WHAT YOU HAVE TO DO>
Can you repeat the rows below word for word, leaving the pictures out?
---- PROVIDED ENTRIES
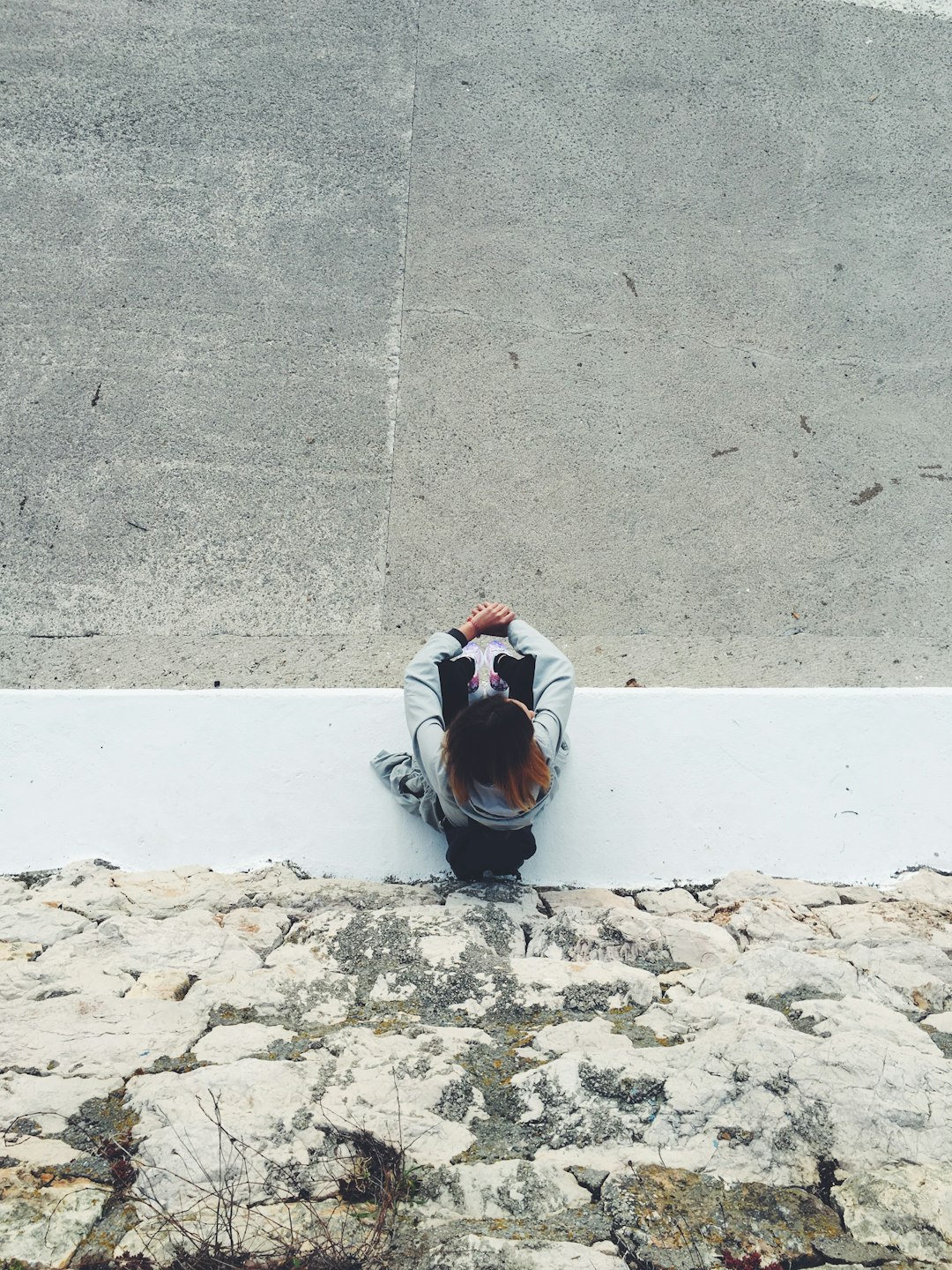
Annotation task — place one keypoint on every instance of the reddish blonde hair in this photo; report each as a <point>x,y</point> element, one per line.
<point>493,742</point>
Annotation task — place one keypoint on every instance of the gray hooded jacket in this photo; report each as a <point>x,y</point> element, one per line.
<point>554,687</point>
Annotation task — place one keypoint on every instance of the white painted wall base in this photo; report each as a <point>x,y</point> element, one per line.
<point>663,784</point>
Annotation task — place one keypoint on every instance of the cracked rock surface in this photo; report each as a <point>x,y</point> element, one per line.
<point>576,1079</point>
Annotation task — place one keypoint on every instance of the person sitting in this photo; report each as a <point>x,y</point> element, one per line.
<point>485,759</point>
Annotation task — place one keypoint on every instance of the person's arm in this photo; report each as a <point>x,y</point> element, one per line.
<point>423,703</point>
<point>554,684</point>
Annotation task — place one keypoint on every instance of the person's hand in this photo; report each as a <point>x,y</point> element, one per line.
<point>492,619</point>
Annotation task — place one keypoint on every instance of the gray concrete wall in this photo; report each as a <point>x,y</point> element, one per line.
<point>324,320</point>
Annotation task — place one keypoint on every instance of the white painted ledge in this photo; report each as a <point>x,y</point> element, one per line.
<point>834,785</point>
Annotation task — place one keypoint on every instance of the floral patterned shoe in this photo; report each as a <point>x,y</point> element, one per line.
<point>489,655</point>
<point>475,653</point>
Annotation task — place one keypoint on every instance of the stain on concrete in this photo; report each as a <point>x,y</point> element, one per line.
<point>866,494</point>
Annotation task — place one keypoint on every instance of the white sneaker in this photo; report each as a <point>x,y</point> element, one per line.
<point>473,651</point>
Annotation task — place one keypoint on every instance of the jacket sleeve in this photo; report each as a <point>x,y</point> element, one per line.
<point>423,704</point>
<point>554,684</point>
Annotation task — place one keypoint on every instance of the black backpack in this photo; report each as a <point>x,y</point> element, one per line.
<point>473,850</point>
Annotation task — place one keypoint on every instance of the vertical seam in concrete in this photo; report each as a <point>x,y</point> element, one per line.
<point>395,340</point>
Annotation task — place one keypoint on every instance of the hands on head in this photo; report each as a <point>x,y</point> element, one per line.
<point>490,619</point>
--------
EXERCISE SOLUTION>
Annotation task — place one keypoint on every instance of the reddish blonde hair in this photo; report each as a <point>x,y</point> element, one per line.
<point>493,742</point>
Annotation task — place one keypoint on every instance of the gray hooded jacket in this photo; report each as a <point>x,y</point> element, one per line.
<point>554,687</point>
Annotation task — place one keypoint on every instance of the white painted wall base in this photo; report each as a <point>x,y</point> element, one per line.
<point>663,784</point>
Annotation task — place one keypoint on every instance of the cracked rock surface in this photo; report each as a <point>x,y</point> element, one per line.
<point>576,1079</point>
Annotation task — place one keypoint on every instance of the person sitting in this photo; report each as a <point>x,y</point> element, one per line.
<point>485,759</point>
Annotation task — place one keypoint on every instance of the person's arm in this photo; report each as a <point>x,y</point> element, one per line.
<point>423,703</point>
<point>554,684</point>
Annotation task — place one keypoint on every instance of the person's hand in this photo; report each as a <point>x,y</point> element, one per line.
<point>492,619</point>
Annotation task — place one keypoint on every instance of the gray concrete wall in this photo; report each as a <point>x,y</point> element, one per line.
<point>324,320</point>
Annotation task — place one keypoint on every instance of the white painted ledge in this photo; report each as a <point>x,y</point> element, one per line.
<point>834,785</point>
Annotation task — place one keypoint on every instance of the floral patterned shoe in this photo; report each as a <point>x,y</point> element, one per line.
<point>489,655</point>
<point>475,653</point>
Annotation task — place one keypoint on every instance of the stain on concrete in this photo; report each as a <point>x,y</point> element, one per line.
<point>866,494</point>
Annotation task — place one keypoint on every instance of the white sneaker in this photo; report each as a <point>x,y</point> element, one per line.
<point>473,651</point>
Annotation task — place one keypoint on every instance of the jacket sleeve in this photo; report each as a <point>x,y</point> element, one per line.
<point>423,704</point>
<point>554,684</point>
Annotation task — place one keypoint on every instance of the black backpack in this photo; report each as a <point>x,y</point> element, one per line.
<point>473,850</point>
Annotation task — place one keypoint on every instance of the vertical seam in concrete in this photo; report each as a <point>x,y</point> element, one per line.
<point>395,340</point>
Annotation task — place one keypoint on every instance of the hands on head in this photo; report each as a <point>x,y</point> element, one per line.
<point>490,619</point>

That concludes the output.